**Page**:
######
Teresa James Martin
January 24, 1914 – July 27, 2008
Class: WAFS
Training Location: New Castle Army Air Base (Wilmington, Del.)
Planes flown: PT-19, BT-13, AT-6, A-20, P-38, P-40, P-47. P-51
Assigned bases:
New Castle Army Air Base (Wilmington, Del.)

“I soloed September 3, 1933, in 4 hours and 30 minutes. I swore never to fly again.”

Pioneering pilot, Teresa James, was born on January 24, 1914, in Pittsburg, Pennsylvania and took flying lessons to surprise her brother. She soloed at age 19 and became the first female flight instructor to graduate from Buffalo Aeronautical Institute received her commercial transport license October 27, 1941, with over 600 hours.

She earned the money for her extra flying hours by flying as a stunt pilot at air shows around Pennsylvania, Ohio, and New York. “My specialty was doing a 26-turn spin two miles up and pull out at 1,000 feet.” She flew Airplane Stunting Exhibition for three years. As she said later in Jan Churchill’s On Wings to War, “Those were the days of undiluted heroics, but you were known; yet with all my flying time, I never believed I’d get to be a part of history.”

She married George “Dink” Martin, one of her flight students, in 1941. Dink enlisted in the Army Air Corps and became a flight instructor and bomber pilot. The couple had very little time together before he was sent overseas, she then learned he was missing in action. After a given amount of time, the Army declared him dead, but his disappearance was cloaked in mystery for several years. Teresa tells the rest of the story when in 1984 she attended the P-47 Thunderbolt Pilots’ reunion in Paris, France. She began to search through some of her old correspondence from the war. She found the name of the mayor of Joinvile-le-Pont, where Dink’s plane went down. Monsieur le Marie Guy Gibout (now the former mayor), in turn wrote to Roger Belbeoch, the President of the Veterans Association in that area, and both men asked her to come visit when she came to Paris for the reunion. She also wrote to Levone Agha-Zarian, a former RAF pilot who flew the P-47, and was now the President of the P-47 Thunderbolt Association and living in France. He also corresponded with Mayor Gibout and made a discovery.
######
**Raw records**:
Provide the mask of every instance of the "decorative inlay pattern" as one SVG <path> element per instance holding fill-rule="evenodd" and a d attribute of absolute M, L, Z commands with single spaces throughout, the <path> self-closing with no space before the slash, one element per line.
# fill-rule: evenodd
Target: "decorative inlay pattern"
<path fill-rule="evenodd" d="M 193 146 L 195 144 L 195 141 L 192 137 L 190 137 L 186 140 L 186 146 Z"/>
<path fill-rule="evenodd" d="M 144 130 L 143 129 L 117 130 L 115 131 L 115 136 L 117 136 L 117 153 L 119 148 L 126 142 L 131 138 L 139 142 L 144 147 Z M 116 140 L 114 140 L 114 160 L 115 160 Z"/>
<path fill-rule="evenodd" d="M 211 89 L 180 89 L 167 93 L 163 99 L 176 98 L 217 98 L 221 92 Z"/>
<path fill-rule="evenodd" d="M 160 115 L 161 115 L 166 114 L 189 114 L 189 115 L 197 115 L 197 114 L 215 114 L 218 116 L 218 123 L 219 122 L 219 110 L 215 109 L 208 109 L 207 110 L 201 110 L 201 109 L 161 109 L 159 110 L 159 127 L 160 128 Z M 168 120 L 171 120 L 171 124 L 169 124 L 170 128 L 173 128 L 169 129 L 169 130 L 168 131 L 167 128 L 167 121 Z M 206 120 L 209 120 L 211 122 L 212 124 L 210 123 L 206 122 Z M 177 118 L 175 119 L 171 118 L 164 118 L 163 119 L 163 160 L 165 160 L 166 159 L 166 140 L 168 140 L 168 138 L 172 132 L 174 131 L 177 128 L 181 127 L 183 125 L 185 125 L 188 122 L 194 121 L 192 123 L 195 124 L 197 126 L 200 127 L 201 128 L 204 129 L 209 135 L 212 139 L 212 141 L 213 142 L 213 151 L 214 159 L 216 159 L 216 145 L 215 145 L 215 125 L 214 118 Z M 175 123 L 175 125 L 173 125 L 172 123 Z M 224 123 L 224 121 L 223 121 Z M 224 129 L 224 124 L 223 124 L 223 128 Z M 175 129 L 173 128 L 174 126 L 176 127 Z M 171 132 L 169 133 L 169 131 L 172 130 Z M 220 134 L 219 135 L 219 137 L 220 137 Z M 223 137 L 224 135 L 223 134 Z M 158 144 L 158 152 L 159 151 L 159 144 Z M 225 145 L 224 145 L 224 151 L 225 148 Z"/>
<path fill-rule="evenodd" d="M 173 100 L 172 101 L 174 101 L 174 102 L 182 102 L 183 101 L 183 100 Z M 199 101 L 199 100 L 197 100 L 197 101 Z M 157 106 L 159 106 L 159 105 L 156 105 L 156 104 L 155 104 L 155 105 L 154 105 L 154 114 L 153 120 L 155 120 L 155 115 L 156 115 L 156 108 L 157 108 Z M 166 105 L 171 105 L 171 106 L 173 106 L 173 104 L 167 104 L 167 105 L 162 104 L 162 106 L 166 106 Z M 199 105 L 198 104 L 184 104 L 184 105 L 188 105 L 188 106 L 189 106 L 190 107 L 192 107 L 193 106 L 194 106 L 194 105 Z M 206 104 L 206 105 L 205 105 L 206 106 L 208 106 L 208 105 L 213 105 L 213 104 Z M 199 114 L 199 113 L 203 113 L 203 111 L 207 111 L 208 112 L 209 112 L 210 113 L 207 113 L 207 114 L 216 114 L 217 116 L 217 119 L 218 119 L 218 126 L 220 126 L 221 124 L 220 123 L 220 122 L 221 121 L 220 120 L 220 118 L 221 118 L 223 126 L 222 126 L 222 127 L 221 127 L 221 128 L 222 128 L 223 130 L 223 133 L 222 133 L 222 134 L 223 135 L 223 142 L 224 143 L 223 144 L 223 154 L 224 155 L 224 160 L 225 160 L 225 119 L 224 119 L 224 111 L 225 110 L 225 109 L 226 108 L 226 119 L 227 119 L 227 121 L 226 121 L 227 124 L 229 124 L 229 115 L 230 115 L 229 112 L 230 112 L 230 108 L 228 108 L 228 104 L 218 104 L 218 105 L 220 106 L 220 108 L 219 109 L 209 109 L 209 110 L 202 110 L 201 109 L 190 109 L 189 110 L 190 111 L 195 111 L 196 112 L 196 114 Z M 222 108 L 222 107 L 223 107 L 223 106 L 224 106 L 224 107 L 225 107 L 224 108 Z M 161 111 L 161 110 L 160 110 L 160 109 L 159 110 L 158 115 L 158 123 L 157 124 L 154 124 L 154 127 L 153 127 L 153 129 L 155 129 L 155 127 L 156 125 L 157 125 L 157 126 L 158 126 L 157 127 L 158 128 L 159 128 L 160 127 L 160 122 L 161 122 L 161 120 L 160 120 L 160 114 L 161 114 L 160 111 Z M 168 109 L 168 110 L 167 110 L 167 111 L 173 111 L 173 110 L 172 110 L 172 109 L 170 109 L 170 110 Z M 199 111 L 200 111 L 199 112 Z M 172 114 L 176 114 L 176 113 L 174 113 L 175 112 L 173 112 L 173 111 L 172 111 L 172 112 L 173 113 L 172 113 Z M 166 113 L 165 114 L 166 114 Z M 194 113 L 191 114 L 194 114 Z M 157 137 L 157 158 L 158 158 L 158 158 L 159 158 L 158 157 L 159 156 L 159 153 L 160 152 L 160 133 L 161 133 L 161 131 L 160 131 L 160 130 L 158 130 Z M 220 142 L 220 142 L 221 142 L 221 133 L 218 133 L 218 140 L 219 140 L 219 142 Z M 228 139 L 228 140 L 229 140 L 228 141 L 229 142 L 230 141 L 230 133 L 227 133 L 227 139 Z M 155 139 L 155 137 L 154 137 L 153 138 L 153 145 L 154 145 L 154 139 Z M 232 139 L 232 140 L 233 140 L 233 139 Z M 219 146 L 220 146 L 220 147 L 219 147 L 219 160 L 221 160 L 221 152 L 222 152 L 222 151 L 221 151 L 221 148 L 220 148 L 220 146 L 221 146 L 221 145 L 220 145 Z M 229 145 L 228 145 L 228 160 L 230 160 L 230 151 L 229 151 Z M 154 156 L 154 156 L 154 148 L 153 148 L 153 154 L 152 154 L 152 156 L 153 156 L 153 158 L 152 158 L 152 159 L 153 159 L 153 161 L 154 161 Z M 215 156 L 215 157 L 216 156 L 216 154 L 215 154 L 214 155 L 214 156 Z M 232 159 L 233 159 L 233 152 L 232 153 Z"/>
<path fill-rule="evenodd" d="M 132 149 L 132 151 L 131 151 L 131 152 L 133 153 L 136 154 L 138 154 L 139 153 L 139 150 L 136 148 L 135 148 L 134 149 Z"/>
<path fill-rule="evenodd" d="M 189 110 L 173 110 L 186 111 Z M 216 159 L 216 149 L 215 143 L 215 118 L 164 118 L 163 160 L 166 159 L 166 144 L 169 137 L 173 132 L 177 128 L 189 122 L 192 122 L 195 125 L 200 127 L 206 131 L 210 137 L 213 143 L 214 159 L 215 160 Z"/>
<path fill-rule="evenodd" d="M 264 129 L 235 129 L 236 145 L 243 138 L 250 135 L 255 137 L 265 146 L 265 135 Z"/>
######
In the Teresa James Martin profile, reproduce word for word the part that opens with the words "Planes flown: PT-19, BT-13, AT-6, A-20, P-38, P-40, P-47." and closes with "over 600 hours.". The lines have nothing to do with the Teresa James Martin profile.

Planes flown: PT-19, BT-13, AT-6, A-20, P-38, P-40, P-47. P-51
Assigned bases:
New Castle Army Air Base (Wilmington, Del.)

“I soloed September 3, 1933, in 4 hours and 30 minutes. I swore never to fly again.”

Pioneering pilot, Teresa James, was born on January 24, 1914, in Pittsburg, Pennsylvania and took flying lessons to surprise her brother. She soloed at age 19 and became the first female flight instructor to graduate from Buffalo Aeronautical Institute received her commercial transport license October 27, 1941, with over 600 hours.